- Requirement A:
Answer these questions from the passage below on the adversarial EDE ConvNet, one answer per line:
(i) Who invented the GAN framework on which the whole model is designed?
(ii) What is the shape of the feature $Z$ produced by the first encoder sub-network $G_{E1}$?
(iii) How many layers make up $G_{E1}$?
- Requirement B: In the rows below, find each line that contains the string "vegetation" and copy it out.

After the data generation module, the phase portraits will be sent to the judgement module which is the focus in this paper. In the judgement module, the adversarial EDE ConvNet is proposed to filter the illegal data. The whole neural network model is designed on the framework of GAN invented by Goodfellow et al. [17]. As an unsupervised algorithm, GAN have been applied to various applications [18]–​[23] because of its strong ability of learning data distribution. The basic idea of GAN is that the generator network $G$ and the discriminator network $D$ compete against each other in the training phase. Specifically, the generator network tries to learn the input data distribution and produce an image, then the discriminator network judges the authenticity (real or fake) of the generated image.

The overview of the adversarial EDE ConvNet is illustrated in Fig. 4. The generator is formed by an encoder-decoder-encoder sub-network. The generator learns the image and latent feature distribution by reconstructing the input image and extracted latent feature, respectively. Taking a $32\times 32\times 3$ color image $I$ as the input of the generator, the first encoder sub-network $G_{E1}$ downscales the input image to a feature $Z$ of shape $1\times 1\times 100$ . The feature $Z$ which contains the most comprehensive information of the input image with the least size can be regarded as the input image’s latent feature. Then, the decoder sub-network $G_{D}$ reconstructs the input image $I$ as $\hat {I}$ by upscaling the feature $Z$ . The $G_{E1}$ consists of 4 layers, and each layer consists of convolutional operation, batch-norm and leaky ReLu() activation. Similarly, the $G_{D}$ uses the convolutional transpose operation, ReLU() activation, batch-norm and the tanh() activation. Moreover, the second encoder sub-network $G_{E2}$ , which has the same structure as $G_{E1}$ but different weight parameters, is used to extract the latent feature $\hat {Z}$ from the reconstructed image $\hat {I}$ . The feature $\hat {Z}$ has the same shape as feature $Z$ . During training phase, the input image $I$ and the reconstructed image $\hat {I}$ are identified by the discriminator network $D$ as real and fake, respectively. With the help of the GAN framework, the EDE network can better learn the representation of the legal data. The details of the configuration (the filter size, stride, padding and number of channels) in the basic blocks are displayed in Table 1. To avoid repetition, the configuration of other blocks are omitted. Because other blocks are the reuse of the basic blocks, which means that they have the same structure and configuration.

- Data records:
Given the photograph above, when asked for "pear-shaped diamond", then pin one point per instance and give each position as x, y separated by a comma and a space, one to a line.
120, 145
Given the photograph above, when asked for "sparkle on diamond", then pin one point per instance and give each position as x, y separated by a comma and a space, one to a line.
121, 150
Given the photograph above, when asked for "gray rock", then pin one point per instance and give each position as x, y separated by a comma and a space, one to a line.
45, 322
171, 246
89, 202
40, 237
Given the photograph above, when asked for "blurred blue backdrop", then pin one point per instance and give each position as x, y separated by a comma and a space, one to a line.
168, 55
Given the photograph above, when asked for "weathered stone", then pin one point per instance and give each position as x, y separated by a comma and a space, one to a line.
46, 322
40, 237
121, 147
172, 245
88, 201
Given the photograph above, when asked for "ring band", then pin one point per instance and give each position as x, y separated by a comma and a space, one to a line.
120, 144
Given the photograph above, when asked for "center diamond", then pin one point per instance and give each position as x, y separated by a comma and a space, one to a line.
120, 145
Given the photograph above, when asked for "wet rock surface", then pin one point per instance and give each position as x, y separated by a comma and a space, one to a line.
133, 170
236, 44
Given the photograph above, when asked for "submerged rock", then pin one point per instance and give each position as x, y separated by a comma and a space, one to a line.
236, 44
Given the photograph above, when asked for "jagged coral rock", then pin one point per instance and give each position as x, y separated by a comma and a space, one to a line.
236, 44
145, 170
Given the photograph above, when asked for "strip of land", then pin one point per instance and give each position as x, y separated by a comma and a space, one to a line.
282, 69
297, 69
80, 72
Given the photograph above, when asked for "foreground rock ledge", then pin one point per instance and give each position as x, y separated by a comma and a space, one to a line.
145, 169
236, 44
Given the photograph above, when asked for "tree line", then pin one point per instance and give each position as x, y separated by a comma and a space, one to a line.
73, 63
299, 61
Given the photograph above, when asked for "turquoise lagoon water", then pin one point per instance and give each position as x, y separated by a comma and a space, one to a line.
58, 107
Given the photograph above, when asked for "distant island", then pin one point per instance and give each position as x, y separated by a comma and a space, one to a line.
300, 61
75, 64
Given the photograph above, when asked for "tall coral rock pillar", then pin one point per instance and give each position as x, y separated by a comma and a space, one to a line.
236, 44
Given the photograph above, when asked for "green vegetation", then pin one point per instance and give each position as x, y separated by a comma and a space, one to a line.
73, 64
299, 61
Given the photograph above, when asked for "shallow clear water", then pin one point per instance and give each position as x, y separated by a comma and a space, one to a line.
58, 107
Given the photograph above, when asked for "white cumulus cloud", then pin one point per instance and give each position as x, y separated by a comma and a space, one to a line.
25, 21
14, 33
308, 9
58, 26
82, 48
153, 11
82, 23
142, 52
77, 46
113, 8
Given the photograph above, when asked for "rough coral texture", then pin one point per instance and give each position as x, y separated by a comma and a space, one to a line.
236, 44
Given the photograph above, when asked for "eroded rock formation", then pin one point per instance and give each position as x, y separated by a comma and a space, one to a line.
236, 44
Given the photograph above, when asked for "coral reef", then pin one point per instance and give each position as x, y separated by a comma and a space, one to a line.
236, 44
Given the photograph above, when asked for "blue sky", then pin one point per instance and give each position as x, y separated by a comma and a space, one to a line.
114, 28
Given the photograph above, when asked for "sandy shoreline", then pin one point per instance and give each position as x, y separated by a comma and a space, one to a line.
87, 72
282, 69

* * *

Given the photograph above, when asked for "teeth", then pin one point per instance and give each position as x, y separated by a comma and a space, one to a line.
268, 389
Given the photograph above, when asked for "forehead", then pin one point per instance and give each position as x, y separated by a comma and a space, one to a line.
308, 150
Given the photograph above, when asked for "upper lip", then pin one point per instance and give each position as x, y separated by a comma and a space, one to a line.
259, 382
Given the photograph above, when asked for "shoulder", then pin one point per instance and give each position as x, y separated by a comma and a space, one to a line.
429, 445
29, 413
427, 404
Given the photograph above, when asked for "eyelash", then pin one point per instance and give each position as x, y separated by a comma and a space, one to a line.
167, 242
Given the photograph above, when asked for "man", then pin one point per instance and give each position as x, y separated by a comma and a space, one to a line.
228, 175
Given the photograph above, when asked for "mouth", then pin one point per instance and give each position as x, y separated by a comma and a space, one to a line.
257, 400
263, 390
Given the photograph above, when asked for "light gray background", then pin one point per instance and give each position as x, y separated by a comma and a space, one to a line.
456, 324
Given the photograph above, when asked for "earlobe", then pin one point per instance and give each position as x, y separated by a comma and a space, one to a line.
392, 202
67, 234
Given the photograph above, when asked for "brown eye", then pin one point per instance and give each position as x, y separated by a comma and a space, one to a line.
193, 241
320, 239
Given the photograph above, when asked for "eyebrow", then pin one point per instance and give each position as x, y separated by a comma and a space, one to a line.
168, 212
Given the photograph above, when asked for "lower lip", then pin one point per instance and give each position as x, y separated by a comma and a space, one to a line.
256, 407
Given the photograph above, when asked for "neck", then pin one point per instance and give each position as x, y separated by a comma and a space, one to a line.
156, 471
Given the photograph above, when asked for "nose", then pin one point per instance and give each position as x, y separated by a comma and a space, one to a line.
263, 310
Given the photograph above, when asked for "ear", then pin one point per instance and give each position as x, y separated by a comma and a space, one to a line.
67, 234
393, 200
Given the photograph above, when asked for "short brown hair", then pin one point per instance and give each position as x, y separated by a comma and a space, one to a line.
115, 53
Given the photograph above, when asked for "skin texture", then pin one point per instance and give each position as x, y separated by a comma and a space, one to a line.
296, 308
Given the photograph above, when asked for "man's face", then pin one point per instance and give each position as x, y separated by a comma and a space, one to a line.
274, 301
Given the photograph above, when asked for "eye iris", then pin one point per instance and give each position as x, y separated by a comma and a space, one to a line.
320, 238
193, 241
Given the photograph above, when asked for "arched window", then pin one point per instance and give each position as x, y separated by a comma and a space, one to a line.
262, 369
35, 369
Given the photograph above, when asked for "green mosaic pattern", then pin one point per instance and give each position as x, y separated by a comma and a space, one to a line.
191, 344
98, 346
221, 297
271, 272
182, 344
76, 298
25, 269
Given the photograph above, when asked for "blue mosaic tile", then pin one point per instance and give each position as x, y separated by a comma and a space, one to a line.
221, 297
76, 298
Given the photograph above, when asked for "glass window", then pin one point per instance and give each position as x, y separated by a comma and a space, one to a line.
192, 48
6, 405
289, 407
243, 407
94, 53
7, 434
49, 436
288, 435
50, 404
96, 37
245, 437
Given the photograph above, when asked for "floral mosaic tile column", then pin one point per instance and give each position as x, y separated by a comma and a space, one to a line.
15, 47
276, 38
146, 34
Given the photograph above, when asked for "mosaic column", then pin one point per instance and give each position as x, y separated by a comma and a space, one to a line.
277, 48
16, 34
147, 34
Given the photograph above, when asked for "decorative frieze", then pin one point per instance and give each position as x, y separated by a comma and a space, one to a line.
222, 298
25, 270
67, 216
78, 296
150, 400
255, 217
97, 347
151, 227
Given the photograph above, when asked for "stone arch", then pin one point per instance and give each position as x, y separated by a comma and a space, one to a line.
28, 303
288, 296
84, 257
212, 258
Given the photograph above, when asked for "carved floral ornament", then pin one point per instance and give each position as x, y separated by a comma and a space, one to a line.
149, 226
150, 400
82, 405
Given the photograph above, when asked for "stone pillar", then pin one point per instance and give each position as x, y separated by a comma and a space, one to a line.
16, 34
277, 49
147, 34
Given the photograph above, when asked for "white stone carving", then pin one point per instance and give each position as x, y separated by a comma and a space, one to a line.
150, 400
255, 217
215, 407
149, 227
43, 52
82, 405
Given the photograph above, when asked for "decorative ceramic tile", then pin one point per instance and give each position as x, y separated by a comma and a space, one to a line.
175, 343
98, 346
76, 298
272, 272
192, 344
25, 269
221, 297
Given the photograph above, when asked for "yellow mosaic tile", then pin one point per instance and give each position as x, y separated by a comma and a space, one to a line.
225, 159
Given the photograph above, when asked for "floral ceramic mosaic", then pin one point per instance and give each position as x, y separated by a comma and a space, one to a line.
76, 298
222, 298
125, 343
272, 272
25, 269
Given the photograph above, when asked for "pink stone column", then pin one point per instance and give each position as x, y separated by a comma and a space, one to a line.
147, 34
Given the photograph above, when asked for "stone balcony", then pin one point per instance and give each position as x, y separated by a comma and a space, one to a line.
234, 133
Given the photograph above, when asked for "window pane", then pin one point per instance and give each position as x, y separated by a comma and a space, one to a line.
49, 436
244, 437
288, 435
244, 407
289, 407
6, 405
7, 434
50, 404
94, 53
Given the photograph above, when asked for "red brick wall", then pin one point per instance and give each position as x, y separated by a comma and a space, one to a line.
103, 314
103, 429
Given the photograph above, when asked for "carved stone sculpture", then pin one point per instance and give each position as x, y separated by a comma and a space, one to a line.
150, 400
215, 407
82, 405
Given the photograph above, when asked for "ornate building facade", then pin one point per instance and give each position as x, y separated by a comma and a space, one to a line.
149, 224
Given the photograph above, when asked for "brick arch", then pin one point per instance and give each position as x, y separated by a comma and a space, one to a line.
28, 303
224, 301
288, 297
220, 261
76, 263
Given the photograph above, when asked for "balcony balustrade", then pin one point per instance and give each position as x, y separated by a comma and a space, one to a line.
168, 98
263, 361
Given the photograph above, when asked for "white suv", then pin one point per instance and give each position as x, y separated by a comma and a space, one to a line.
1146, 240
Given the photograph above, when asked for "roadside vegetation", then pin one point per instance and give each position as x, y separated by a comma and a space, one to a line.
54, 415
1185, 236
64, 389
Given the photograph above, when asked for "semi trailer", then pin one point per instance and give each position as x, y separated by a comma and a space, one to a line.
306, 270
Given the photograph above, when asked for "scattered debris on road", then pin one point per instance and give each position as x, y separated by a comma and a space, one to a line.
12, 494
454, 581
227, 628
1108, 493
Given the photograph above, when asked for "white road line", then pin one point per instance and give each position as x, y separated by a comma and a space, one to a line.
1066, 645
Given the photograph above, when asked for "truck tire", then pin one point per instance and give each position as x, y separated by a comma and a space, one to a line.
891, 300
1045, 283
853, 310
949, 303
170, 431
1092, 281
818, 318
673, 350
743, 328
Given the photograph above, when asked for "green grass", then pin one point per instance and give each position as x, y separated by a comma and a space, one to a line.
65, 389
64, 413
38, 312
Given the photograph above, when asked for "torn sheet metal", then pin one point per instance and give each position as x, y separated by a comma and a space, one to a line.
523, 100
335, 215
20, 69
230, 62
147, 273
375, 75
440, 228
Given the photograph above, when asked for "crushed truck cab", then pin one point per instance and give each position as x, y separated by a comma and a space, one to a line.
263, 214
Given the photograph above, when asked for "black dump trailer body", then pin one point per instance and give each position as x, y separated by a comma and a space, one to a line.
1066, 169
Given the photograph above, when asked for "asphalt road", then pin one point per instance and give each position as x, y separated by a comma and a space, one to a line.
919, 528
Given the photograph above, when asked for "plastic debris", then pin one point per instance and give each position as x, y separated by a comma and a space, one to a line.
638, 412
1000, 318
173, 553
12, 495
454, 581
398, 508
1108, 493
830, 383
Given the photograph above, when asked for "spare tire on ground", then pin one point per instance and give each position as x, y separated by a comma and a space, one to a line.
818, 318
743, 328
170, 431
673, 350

---

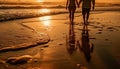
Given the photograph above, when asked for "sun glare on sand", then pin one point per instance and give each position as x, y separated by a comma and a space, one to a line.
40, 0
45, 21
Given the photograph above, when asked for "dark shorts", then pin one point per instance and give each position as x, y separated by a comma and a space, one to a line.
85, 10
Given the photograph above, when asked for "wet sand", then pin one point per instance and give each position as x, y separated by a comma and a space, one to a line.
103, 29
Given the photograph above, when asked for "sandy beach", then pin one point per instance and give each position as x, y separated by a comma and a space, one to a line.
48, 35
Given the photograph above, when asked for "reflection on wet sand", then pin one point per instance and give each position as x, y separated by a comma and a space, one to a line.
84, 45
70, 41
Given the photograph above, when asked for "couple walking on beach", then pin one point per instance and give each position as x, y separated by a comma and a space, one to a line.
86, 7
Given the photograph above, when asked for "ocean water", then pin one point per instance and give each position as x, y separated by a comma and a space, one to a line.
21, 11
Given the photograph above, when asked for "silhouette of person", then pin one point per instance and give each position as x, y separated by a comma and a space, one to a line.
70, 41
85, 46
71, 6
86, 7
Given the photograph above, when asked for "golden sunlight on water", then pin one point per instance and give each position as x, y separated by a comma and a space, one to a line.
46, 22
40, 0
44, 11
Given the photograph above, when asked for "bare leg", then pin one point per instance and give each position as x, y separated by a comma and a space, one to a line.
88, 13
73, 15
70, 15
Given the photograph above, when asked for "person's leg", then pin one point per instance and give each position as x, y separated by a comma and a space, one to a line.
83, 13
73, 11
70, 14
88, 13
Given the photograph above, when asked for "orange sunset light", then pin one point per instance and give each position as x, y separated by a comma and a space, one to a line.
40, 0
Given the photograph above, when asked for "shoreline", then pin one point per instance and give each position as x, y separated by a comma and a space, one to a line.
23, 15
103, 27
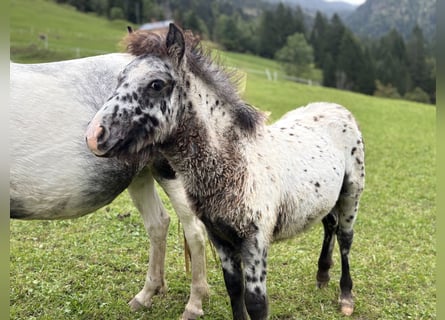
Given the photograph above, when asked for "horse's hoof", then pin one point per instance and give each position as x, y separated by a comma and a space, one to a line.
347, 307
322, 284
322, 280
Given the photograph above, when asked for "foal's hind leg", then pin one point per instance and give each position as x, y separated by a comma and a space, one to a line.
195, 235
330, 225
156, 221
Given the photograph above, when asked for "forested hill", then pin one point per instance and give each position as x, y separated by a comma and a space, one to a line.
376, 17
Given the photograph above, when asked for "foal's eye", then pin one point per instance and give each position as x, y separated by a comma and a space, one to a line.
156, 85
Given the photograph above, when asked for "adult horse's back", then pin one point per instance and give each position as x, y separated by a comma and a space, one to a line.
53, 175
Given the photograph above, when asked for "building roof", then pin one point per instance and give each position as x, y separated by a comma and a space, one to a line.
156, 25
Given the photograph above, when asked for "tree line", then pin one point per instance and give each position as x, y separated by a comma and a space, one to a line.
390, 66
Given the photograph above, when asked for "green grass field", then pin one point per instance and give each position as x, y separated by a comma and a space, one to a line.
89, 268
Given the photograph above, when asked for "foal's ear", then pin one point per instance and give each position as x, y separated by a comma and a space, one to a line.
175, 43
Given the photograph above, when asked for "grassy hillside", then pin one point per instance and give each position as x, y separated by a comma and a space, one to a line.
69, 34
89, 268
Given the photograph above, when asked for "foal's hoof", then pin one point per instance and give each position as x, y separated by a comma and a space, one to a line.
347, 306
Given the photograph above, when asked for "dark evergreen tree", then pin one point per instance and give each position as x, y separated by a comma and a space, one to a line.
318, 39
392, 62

- Final answer A:
(i) Goodfellow et al.
(ii) $1\times 1\times 100$
(iii) 4

- Final answer B:
Given the photograph above, when asked for "green vegetation", then pin one point per instance and give each position as x, y separated by a comma and a space, one to a line.
Given the photograph above, when asked for "roadside vegetation", then pin one point per instance and give each position as x, y separated by a comma and a space, one to a line.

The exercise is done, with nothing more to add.